### EXERCISE BRIEF
Gather every line of the records below that contains the word "plastic", and copy each of those lines.

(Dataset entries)
------------------------------------------------

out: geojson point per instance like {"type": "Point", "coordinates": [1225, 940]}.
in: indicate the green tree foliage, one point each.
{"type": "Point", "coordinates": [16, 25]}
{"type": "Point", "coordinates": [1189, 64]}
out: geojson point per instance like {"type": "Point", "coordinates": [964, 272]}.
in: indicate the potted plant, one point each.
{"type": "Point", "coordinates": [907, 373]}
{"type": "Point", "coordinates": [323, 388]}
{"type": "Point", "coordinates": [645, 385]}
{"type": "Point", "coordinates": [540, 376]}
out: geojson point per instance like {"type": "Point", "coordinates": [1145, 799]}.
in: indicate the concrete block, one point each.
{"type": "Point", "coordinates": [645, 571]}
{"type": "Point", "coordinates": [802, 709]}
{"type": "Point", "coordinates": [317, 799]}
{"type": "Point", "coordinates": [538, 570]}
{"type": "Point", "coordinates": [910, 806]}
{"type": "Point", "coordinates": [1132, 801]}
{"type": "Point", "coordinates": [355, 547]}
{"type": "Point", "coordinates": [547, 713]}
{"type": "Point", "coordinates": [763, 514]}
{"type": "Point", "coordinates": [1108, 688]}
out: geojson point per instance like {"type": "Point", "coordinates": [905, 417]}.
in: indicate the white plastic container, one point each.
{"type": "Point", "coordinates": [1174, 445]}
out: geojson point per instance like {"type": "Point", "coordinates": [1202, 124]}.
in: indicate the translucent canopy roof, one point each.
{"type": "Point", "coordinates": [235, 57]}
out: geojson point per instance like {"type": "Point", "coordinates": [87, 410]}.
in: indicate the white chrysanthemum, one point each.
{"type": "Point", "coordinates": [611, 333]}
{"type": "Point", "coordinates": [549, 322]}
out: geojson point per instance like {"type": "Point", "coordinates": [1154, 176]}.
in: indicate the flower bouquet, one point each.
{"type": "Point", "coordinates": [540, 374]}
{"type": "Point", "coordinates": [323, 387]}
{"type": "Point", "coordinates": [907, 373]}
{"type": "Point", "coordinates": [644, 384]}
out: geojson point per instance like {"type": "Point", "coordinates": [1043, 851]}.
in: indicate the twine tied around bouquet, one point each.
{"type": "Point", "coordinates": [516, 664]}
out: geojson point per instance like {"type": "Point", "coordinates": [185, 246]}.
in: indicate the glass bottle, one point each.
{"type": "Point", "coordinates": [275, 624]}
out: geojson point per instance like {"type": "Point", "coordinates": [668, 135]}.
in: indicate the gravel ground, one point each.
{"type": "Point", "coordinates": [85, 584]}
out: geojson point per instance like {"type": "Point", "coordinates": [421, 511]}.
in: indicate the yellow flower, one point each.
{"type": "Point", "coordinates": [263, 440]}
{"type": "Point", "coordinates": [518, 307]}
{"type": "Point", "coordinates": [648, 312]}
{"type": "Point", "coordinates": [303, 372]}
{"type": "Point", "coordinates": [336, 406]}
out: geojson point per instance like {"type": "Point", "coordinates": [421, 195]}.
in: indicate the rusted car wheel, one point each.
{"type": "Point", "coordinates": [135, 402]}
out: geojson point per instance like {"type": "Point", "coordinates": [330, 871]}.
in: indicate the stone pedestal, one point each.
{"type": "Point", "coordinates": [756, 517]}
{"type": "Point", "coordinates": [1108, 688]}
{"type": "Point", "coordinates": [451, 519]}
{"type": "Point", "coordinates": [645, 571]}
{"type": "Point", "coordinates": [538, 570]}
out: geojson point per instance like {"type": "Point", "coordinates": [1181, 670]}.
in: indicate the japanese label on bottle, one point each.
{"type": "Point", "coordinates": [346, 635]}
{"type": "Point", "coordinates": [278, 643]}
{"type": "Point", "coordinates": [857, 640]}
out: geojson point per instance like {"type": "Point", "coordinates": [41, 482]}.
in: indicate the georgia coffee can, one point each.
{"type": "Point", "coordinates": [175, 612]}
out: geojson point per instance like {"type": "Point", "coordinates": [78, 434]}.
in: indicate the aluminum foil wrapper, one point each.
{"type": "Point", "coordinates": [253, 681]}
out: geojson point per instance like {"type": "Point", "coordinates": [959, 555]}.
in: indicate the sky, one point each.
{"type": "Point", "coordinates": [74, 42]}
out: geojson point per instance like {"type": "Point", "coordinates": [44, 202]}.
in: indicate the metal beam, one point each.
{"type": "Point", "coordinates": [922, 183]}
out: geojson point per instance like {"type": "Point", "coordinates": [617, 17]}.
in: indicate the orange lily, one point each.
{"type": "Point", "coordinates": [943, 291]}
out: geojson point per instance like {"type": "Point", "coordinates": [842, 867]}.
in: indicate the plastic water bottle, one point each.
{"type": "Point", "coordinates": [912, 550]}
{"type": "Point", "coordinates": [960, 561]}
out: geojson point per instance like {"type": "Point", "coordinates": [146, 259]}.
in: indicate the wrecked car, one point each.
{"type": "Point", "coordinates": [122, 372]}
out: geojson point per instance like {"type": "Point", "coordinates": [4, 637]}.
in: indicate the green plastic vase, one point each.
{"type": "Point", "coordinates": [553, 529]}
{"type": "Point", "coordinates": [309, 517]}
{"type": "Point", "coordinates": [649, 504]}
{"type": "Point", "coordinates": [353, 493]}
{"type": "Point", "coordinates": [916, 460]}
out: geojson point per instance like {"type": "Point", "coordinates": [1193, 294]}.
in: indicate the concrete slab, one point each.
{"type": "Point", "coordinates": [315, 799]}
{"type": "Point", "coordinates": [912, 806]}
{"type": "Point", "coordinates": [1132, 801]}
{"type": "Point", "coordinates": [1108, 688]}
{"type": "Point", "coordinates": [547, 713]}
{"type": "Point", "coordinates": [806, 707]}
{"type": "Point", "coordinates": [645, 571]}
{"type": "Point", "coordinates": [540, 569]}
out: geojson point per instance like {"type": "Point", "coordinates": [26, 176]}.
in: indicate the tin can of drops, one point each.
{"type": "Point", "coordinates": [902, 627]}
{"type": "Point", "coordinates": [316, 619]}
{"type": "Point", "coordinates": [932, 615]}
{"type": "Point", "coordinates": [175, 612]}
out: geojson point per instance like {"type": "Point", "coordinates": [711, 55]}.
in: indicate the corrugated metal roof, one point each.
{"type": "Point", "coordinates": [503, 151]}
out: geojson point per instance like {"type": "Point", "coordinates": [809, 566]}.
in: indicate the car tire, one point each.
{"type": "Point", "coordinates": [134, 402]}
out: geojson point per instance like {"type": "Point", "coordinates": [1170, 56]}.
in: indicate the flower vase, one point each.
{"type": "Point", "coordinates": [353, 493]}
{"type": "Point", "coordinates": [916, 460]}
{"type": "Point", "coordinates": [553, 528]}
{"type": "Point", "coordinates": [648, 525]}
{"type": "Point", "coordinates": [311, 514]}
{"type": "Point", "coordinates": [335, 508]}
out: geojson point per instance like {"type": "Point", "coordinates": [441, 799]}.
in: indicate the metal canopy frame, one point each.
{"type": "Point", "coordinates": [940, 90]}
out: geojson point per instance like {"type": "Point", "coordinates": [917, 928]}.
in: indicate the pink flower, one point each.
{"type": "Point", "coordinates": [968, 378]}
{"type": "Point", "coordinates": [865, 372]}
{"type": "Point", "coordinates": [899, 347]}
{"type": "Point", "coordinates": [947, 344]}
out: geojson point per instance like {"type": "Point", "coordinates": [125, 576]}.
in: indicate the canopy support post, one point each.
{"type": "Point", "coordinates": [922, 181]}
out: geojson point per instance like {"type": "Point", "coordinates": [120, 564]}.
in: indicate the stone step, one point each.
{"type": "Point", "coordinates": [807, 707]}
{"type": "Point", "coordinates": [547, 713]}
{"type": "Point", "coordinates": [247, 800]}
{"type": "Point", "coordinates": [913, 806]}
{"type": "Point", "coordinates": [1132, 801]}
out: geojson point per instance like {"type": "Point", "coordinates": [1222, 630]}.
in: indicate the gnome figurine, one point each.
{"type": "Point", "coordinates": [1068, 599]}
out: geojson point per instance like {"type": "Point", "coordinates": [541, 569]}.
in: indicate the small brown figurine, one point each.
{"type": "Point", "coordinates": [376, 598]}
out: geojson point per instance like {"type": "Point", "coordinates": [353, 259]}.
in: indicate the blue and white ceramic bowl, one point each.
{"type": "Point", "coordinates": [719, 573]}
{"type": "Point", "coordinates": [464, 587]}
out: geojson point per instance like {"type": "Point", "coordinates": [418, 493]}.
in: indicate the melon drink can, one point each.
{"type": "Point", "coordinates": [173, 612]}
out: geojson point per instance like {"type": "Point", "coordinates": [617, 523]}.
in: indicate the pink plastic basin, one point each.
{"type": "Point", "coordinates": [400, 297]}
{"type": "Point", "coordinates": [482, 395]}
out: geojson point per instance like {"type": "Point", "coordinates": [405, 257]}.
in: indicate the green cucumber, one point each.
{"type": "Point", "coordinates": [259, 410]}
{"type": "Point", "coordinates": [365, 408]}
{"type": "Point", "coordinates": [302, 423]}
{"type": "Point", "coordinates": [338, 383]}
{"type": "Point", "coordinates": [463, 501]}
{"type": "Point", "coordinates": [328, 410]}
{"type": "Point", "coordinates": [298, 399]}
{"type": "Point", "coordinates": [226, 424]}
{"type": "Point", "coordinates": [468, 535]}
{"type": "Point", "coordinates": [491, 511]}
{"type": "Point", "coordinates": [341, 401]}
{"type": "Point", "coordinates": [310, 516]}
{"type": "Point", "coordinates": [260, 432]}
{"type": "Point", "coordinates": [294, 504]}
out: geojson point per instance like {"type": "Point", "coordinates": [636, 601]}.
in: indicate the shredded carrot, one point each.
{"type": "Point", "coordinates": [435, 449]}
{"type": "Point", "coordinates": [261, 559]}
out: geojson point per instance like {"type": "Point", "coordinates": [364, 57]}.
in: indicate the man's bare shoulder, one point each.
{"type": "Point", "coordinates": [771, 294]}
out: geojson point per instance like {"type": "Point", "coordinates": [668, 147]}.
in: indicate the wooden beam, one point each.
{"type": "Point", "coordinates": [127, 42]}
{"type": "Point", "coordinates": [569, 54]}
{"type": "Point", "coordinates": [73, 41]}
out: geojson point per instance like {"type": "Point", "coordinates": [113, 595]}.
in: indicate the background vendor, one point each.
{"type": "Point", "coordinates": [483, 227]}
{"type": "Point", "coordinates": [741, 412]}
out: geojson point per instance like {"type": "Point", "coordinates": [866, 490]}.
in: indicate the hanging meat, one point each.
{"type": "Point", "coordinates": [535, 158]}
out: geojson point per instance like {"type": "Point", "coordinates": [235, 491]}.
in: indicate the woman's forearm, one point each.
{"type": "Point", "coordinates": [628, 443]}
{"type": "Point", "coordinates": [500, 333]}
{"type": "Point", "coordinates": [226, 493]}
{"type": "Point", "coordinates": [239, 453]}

------------------------------------------------

### RESPONSE BELOW
in: indicate the white plastic container, one point each.
in: indicate the plastic water bottle, one point each.
in: indicate the green plastic vase, one point each.
in: indicate the pink plastic basin, one point each.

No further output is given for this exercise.